● **Tasks and exercises**
(1) Answer these from the garden exhibition post:
(a) What is the exhibition called?
(b) What size are the tiles in the mosaic?
(c) Where is the key to the photos located?
(2) In the garden exhibition post, reproduce word for word everything from "This is the" down to "her photo mosaics.".
(3) According to the garden exhibition post, why were there more visitors at the exhibition today? Answer in one to three sentences.

● **Excerpted passage**
------------------------------------
This is the main entrance to Daniel Stowe Botanical Garden. This photo was taken last Thursday, when they still had a bit of snow on the ground. By today, it had finally stopped snowing and raining, and the sun actually peaked out a bit. We’ve been having some very uncharacteristic weather for North Carolina this past week!
With the slightly better weather, we had more visitors at Fiber Art Options’ exhibition today. Nancy, Debbie and I were on hand to do demos and walk-throughs for “Orchids: Sensuality Stitched.” Here is Debbie explaining her process to two garden visitors:
Debbie (Deborah M. Langsam) creates her fiber art pieces using several different techniques, but is perhaps best known for her photo mosaics.
This is one of her pieces in the show using this technique. It is called Orchids Squared: Purple Passion.
Here is Debbie’s description of this piece:
From a distance, this photomosaic gives an insect’s eye-view of the “landing platform” and surrounding structures attracting pollinators to orchid flowers. The mosaic’s “tiles” are half-inch square orchid and orchid-related images collected and printed by the artist on fabric. (A key to the photos is on the back.)Debbie collects copyright-free images (or gets permission from the photographers) and then uses computer software to build her mosaics. Images are carefully chosen to correspond with different values, from solid black (or very dark purple, in the piece above) to very light. All her photos for this piece are orchids!
------------------------------------
● **Records**
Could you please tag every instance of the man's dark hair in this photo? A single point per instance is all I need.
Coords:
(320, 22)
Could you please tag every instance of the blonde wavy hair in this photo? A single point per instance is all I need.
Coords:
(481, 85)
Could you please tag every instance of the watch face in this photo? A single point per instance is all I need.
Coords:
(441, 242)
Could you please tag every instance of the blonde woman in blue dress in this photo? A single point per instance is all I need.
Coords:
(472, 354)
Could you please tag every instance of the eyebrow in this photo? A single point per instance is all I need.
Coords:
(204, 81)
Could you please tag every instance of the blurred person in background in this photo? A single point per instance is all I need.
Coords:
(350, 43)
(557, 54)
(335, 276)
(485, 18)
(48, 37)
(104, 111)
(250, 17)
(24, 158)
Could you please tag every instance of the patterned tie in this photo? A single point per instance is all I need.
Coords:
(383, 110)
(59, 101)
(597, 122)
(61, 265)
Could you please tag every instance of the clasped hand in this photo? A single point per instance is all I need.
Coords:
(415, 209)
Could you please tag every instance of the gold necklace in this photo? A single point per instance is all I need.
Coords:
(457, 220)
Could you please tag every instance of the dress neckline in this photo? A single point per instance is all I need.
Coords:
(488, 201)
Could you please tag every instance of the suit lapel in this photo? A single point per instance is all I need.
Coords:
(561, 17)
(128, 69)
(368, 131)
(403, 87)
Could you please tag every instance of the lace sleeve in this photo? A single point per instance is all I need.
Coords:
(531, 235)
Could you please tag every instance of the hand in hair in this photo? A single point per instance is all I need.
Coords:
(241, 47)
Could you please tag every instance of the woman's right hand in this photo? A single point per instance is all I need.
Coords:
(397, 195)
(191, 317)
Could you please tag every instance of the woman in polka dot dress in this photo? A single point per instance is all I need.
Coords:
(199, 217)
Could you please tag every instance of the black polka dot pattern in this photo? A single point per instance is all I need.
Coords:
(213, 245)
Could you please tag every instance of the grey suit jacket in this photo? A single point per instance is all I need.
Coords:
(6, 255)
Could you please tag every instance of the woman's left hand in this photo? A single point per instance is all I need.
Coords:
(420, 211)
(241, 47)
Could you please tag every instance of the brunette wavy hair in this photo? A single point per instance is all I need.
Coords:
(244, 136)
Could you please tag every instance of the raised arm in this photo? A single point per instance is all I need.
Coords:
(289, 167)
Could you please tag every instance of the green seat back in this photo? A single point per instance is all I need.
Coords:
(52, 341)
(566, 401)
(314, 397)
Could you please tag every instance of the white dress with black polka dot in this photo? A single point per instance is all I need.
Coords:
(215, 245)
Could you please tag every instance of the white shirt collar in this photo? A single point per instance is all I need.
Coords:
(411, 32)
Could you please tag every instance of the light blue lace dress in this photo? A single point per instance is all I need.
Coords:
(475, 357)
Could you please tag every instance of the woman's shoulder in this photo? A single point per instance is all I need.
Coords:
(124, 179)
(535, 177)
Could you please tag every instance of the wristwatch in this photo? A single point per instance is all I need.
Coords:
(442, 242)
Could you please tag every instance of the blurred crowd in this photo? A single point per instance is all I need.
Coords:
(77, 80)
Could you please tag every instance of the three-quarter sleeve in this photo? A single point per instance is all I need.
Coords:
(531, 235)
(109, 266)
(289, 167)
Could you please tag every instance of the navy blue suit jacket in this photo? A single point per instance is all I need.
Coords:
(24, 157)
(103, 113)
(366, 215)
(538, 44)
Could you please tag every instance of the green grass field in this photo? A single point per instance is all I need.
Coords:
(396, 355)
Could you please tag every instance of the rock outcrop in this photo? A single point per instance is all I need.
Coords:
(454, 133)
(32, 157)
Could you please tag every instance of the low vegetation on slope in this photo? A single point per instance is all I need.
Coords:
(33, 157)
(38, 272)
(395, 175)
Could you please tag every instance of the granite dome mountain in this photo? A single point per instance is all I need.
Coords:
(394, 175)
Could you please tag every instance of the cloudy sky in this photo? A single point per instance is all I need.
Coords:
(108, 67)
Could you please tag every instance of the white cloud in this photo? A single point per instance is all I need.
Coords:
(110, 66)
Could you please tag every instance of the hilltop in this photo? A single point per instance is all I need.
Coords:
------------------------------------
● **Solutions by task**
(1)
(a) "Orchids: Sensuality Stitched."
(b) Half-inch square.
(c) On the back.

(2)
This is the main entrance to Daniel Stowe Botanical Garden. This photo was taken last Thursday, when they still had a bit of snow on the ground. By today, it had finally stopped snowing and raining, and the sun actually peaked out a bit. We’ve been having some very uncharacteristic weather for North Carolina this past week!
With the slightly better weather, we had more visitors at Fiber Art Options’ exhibition today. Nancy, Debbie and I were on hand to do demos and walk-throughs for “Orchids: Sensuality Stitched.” Here is Debbie explaining her process to two garden visitors:
Debbie (Deborah M. Langsam) creates her fiber art pieces using several different techniques, but is perhaps best known for her photo mosaics.

(3) The weather was slightly better: it had finally stopped snowing and raining, and the sun came out a bit.